■ Task statement ■
Set down every entry once more, character for character.

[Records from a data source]
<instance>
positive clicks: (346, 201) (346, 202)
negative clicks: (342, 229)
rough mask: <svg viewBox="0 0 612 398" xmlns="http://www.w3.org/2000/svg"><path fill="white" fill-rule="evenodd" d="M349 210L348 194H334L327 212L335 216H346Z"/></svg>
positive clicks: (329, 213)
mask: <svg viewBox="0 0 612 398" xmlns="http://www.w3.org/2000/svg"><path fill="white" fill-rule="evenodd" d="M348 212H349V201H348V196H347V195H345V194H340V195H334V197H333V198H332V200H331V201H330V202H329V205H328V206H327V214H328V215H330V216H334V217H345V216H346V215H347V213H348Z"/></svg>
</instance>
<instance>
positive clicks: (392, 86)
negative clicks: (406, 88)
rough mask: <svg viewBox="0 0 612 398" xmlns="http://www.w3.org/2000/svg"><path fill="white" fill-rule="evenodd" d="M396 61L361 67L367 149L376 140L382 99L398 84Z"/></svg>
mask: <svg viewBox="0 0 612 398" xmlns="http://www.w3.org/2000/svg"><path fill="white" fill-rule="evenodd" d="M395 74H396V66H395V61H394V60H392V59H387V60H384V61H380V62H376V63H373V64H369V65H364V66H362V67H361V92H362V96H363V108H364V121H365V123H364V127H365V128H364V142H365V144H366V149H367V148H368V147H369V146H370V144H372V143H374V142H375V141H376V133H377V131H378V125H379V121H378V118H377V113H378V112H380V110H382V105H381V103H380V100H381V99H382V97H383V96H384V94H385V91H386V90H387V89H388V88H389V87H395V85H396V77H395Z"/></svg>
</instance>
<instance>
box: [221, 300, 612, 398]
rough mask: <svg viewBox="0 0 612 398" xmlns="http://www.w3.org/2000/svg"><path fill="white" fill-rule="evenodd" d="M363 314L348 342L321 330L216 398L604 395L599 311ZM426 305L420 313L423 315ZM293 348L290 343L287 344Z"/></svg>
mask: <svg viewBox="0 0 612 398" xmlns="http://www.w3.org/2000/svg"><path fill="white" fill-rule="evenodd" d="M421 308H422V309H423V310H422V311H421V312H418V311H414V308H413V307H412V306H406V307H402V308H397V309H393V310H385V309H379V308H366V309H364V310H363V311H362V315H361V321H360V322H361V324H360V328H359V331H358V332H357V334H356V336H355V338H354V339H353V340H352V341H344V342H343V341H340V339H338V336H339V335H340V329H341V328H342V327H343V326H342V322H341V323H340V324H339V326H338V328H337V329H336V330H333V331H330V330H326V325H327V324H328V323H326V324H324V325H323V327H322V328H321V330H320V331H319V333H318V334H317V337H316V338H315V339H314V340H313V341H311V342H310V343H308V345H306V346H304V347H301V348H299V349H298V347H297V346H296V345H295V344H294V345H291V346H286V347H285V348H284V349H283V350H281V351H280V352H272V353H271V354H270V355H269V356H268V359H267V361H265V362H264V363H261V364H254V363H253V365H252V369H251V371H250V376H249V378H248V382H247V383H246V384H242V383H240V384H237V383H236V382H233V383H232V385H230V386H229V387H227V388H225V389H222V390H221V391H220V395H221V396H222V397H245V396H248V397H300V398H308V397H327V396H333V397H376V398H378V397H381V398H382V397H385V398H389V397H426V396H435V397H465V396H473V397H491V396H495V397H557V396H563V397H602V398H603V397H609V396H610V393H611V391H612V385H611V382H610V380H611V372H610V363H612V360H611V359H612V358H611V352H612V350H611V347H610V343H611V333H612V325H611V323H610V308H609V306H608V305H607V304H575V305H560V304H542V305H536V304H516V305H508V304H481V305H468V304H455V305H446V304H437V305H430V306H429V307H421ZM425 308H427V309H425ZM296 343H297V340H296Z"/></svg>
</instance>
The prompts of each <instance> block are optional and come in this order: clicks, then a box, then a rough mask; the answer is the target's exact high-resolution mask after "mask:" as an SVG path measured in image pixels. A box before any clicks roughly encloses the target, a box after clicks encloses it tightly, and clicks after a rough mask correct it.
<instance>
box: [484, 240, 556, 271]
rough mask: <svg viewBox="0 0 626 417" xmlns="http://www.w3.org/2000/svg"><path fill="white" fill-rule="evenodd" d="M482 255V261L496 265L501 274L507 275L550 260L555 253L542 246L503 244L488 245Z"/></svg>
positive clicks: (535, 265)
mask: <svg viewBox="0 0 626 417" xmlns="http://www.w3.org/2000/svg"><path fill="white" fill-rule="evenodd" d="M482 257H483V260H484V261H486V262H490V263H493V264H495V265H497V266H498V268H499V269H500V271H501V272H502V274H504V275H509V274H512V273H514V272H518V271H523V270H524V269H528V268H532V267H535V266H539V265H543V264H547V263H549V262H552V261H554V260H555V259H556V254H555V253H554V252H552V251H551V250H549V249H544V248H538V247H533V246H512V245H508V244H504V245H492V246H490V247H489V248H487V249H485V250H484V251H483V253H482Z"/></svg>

■ Result for this task ■
<instance>
positive clicks: (346, 201) (346, 202)
negative clicks: (342, 229)
rough mask: <svg viewBox="0 0 612 398" xmlns="http://www.w3.org/2000/svg"><path fill="white" fill-rule="evenodd" d="M349 210L348 194H334L327 212L335 216H346Z"/></svg>
positive clicks: (329, 213)
mask: <svg viewBox="0 0 612 398" xmlns="http://www.w3.org/2000/svg"><path fill="white" fill-rule="evenodd" d="M348 212H349V201H348V196H347V195H345V194H340V195H334V197H333V198H332V200H331V201H330V202H329V205H328V206H327V214H328V215H330V216H334V217H345V216H346V215H347V213H348Z"/></svg>
</instance>
<instance>
positive clicks: (392, 86)
negative clicks: (406, 88)
rough mask: <svg viewBox="0 0 612 398" xmlns="http://www.w3.org/2000/svg"><path fill="white" fill-rule="evenodd" d="M396 61L361 67L367 149L376 140L382 99L398 84Z"/></svg>
mask: <svg viewBox="0 0 612 398" xmlns="http://www.w3.org/2000/svg"><path fill="white" fill-rule="evenodd" d="M395 74H396V66H395V61H394V60H392V59H387V60H384V61H380V62H376V63H373V64H369V65H364V66H362V67H361V92H362V96H363V108H364V121H365V123H364V127H365V128H364V142H365V144H366V149H367V148H368V147H369V146H370V144H372V143H374V142H375V141H376V133H377V131H378V125H379V121H378V118H377V113H378V112H380V110H382V105H381V103H380V100H381V99H382V97H383V96H384V94H385V91H386V90H387V89H388V88H389V87H395V85H396V77H395Z"/></svg>
</instance>
<instance>
box: [221, 300, 612, 398]
rough mask: <svg viewBox="0 0 612 398" xmlns="http://www.w3.org/2000/svg"><path fill="white" fill-rule="evenodd" d="M363 314L348 342L321 330L216 398L604 395L599 311ZM426 305L420 313L423 315ZM293 348L290 343L287 344Z"/></svg>
mask: <svg viewBox="0 0 612 398" xmlns="http://www.w3.org/2000/svg"><path fill="white" fill-rule="evenodd" d="M421 308H422V309H423V310H422V311H421V312H418V311H414V308H413V307H412V306H406V307H402V308H397V309H393V310H385V309H379V308H366V309H364V310H363V311H362V315H361V321H360V322H361V324H360V328H359V331H358V332H357V334H356V336H355V338H354V339H353V340H352V341H344V342H343V341H340V339H338V336H339V335H340V329H341V328H342V327H343V326H342V322H341V323H340V324H339V326H338V328H337V329H336V330H333V331H330V330H326V325H327V324H328V323H326V324H324V325H323V327H322V328H321V330H320V331H319V333H318V334H317V337H316V338H315V339H314V340H313V341H311V342H310V343H308V345H306V346H304V347H301V348H299V349H298V347H297V346H296V345H295V344H294V345H291V346H286V347H285V348H284V349H283V350H281V351H280V352H272V353H271V354H270V355H269V356H268V359H267V361H265V362H264V363H261V364H254V363H253V365H252V369H251V371H250V376H249V378H248V382H247V383H246V384H242V383H240V384H237V383H236V382H233V383H232V385H230V386H229V387H227V388H225V389H222V390H221V391H220V395H221V396H222V397H245V396H248V397H300V398H308V397H327V396H333V397H376V398H378V397H381V398H382V397H385V398H389V397H426V396H435V397H465V396H473V397H491V396H495V397H557V396H563V397H602V398H603V397H609V396H610V393H611V391H612V385H611V382H610V380H611V372H610V363H612V360H611V359H612V358H611V352H612V350H611V347H610V343H611V333H612V325H611V323H610V308H609V306H608V305H607V304H575V305H560V304H542V305H536V304H516V305H508V304H481V305H468V304H455V305H446V304H437V305H430V306H429V307H421ZM425 308H427V309H425ZM296 343H297V340H296Z"/></svg>
</instance>
The prompts of each <instance> block are optional and come in this order: clicks, then a box, then a rough mask; the answer is the target's exact high-resolution mask after "mask:" as an SVG path measured in image pixels. A box before any clicks roughly encloses the target, a box after clicks encloses it tightly, and clicks after a rough mask correct it.
<instance>
box: [484, 240, 556, 271]
rough mask: <svg viewBox="0 0 626 417" xmlns="http://www.w3.org/2000/svg"><path fill="white" fill-rule="evenodd" d="M482 255V261L496 265L501 274L507 275L550 260L555 253L542 246L503 244L488 245Z"/></svg>
positive clicks: (535, 265)
mask: <svg viewBox="0 0 626 417" xmlns="http://www.w3.org/2000/svg"><path fill="white" fill-rule="evenodd" d="M482 257H483V260H484V261H486V262H490V263H493V264H495V265H497V266H498V268H499V269H500V271H501V272H502V274H504V275H509V274H512V273H514V272H518V271H523V270H524V269H528V268H532V267H535V266H539V265H543V264H547V263H549V262H552V261H554V260H555V259H556V254H555V253H554V252H552V251H551V250H549V249H544V248H538V247H533V246H512V245H508V244H504V245H492V246H490V247H489V248H487V249H485V250H484V251H483V253H482Z"/></svg>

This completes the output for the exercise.